## What you should do
Pull out every line below that contains the word "parked", and copy each one in full.

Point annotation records

▼

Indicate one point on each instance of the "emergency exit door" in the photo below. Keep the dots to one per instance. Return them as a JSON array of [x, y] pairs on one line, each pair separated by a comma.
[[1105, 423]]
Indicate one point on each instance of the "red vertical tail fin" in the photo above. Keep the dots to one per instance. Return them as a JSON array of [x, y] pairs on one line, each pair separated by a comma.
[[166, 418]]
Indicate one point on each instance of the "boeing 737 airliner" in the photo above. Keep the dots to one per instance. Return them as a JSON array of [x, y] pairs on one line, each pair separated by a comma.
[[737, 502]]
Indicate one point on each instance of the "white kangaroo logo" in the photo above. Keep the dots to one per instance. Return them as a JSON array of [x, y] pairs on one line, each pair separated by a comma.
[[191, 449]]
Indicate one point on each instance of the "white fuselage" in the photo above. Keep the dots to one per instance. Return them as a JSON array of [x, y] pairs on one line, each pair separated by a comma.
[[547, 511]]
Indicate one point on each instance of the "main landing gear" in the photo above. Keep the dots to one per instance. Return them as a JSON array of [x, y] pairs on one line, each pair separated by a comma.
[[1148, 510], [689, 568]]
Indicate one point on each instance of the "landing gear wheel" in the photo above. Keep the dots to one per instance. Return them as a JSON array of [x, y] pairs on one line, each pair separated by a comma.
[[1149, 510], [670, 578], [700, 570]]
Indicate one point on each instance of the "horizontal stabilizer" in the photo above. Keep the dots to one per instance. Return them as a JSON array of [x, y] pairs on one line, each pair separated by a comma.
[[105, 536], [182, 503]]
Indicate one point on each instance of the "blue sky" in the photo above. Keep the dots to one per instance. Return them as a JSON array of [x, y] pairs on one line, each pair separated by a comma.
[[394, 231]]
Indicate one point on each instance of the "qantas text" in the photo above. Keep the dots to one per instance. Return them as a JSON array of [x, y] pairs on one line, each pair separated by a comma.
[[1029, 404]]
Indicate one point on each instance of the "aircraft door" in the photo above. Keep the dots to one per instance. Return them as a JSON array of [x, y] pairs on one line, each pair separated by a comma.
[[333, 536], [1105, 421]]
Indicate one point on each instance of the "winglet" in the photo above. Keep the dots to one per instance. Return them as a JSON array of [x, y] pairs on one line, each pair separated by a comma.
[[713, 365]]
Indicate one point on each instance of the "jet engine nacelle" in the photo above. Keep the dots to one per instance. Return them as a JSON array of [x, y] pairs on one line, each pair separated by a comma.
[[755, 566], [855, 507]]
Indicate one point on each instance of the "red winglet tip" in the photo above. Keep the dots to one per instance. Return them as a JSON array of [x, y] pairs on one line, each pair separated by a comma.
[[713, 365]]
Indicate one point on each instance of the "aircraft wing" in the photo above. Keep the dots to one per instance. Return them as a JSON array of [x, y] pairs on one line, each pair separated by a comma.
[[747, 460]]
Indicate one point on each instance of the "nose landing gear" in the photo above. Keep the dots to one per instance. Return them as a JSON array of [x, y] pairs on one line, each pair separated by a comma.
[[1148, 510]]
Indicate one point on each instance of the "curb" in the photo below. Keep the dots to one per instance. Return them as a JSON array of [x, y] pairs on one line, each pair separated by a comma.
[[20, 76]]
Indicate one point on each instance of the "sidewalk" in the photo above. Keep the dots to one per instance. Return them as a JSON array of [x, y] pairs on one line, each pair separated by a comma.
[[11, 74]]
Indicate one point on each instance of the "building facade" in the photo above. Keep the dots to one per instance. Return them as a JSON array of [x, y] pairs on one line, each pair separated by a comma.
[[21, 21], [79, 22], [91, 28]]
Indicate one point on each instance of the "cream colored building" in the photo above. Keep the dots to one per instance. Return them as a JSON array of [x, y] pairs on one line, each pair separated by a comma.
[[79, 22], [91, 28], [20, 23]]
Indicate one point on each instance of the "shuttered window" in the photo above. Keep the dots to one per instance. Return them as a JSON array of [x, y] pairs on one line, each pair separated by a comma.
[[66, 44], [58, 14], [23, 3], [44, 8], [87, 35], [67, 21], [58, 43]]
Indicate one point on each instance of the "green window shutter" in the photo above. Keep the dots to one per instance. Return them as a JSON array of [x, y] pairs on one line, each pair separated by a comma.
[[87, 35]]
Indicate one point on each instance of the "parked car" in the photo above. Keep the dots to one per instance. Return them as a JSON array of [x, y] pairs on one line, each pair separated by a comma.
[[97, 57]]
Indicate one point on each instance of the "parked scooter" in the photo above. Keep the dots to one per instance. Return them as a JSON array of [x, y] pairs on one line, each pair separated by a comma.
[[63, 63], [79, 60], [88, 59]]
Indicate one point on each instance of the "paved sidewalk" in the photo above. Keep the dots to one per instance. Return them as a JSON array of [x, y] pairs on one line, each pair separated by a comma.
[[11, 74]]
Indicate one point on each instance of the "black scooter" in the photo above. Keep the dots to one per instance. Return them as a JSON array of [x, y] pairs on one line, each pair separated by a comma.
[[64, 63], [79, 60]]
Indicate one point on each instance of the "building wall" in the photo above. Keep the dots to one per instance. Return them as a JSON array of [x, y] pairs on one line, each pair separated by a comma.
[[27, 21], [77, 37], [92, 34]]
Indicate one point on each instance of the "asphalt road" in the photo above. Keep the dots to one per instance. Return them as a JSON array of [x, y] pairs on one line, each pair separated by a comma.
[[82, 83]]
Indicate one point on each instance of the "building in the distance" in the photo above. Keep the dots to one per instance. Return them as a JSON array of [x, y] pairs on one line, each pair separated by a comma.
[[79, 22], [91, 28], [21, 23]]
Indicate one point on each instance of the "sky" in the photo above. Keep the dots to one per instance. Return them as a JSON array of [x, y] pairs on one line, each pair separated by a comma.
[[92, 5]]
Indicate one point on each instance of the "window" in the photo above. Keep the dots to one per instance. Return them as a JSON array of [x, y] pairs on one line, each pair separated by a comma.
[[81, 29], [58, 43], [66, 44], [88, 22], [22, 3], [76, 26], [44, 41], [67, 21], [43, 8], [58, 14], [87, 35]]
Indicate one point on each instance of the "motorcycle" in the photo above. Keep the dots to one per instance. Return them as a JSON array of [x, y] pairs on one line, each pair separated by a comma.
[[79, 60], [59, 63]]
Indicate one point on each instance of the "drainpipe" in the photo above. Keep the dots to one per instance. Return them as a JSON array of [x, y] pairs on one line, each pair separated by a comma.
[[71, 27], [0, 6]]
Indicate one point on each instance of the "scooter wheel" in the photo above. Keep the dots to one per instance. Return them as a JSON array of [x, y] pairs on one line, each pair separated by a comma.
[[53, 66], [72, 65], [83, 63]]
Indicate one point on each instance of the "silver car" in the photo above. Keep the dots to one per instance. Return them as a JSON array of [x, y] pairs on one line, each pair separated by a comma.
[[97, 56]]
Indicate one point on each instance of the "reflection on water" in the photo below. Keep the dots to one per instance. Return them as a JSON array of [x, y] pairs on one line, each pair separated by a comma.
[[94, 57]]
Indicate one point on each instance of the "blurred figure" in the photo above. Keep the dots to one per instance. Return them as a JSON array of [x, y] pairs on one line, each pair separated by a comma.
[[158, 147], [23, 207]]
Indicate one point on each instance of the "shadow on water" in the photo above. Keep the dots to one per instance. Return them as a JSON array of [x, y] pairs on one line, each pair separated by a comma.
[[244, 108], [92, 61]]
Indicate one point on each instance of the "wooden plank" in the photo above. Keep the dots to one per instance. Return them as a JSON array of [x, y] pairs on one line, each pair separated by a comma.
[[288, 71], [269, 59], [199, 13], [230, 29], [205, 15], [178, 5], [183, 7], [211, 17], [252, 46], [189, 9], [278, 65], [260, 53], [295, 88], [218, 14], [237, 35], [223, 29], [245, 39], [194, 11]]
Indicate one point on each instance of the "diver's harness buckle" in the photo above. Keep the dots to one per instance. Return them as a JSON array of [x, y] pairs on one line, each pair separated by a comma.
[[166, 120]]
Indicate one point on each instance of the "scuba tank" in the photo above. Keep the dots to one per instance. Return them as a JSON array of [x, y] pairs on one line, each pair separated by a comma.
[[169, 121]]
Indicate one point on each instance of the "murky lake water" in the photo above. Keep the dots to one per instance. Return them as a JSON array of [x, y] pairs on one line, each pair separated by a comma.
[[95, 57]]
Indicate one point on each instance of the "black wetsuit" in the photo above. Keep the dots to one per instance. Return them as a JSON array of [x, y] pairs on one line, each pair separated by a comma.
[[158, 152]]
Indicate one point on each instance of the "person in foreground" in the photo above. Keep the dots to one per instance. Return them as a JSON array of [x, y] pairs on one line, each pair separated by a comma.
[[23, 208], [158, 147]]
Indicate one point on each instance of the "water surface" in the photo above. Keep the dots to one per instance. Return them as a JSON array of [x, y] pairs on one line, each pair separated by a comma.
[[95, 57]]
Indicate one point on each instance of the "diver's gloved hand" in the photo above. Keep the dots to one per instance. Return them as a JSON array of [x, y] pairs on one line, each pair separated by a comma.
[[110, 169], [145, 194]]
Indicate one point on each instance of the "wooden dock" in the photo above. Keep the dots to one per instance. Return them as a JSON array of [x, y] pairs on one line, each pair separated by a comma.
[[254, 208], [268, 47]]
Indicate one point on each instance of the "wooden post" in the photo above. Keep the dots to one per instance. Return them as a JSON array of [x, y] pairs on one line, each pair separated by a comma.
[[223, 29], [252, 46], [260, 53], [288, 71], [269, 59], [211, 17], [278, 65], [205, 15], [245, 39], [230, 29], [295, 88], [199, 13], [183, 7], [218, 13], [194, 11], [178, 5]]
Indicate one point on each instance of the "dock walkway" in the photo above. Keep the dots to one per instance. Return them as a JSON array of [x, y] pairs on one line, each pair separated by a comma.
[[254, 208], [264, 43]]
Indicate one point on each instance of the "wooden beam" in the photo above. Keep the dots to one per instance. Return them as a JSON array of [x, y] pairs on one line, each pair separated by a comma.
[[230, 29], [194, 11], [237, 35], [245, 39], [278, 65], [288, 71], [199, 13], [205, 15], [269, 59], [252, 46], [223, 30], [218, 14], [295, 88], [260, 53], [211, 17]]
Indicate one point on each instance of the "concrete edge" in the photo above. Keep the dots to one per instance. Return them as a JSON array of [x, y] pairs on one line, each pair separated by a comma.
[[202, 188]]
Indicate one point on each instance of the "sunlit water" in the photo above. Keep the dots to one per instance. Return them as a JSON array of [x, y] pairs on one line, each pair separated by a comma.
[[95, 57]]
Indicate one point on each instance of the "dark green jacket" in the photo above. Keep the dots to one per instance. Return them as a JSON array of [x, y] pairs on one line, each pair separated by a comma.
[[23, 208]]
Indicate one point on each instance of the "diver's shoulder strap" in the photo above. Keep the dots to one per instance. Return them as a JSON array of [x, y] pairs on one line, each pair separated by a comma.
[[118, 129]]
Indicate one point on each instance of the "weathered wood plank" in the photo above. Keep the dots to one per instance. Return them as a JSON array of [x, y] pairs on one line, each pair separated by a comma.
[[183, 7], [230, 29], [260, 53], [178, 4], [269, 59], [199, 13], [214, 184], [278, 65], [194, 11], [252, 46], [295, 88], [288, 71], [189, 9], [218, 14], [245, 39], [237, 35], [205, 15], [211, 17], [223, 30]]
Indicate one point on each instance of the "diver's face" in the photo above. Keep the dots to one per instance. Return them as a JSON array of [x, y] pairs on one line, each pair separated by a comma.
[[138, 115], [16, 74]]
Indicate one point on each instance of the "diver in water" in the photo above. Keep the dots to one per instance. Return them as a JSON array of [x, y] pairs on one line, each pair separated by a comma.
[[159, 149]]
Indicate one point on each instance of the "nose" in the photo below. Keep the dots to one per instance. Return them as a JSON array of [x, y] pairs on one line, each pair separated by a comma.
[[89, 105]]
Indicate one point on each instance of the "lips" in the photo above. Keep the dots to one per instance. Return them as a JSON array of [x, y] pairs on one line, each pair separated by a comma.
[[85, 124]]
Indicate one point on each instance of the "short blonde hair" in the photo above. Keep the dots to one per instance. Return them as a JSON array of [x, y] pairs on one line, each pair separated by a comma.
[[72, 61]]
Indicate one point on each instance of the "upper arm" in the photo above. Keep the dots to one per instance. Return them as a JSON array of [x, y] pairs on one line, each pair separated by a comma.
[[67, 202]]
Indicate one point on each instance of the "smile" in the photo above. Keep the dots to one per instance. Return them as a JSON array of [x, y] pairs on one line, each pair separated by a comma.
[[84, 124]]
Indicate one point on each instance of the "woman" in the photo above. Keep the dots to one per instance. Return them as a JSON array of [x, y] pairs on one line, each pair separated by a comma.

▲

## Task result
Indicate one point on each instance of the "parked car" in the photo above. Keep the dots to one per instance. Return them as a JSON array of [x, y] pairs on one line, each pair separated by a comma.
Indicate one point on each instance of the "parked scooter" in the photo above. Keep the dots to one per instance. Return them as a JSON array of [x, y] pairs on one line, each pair separated by a comma.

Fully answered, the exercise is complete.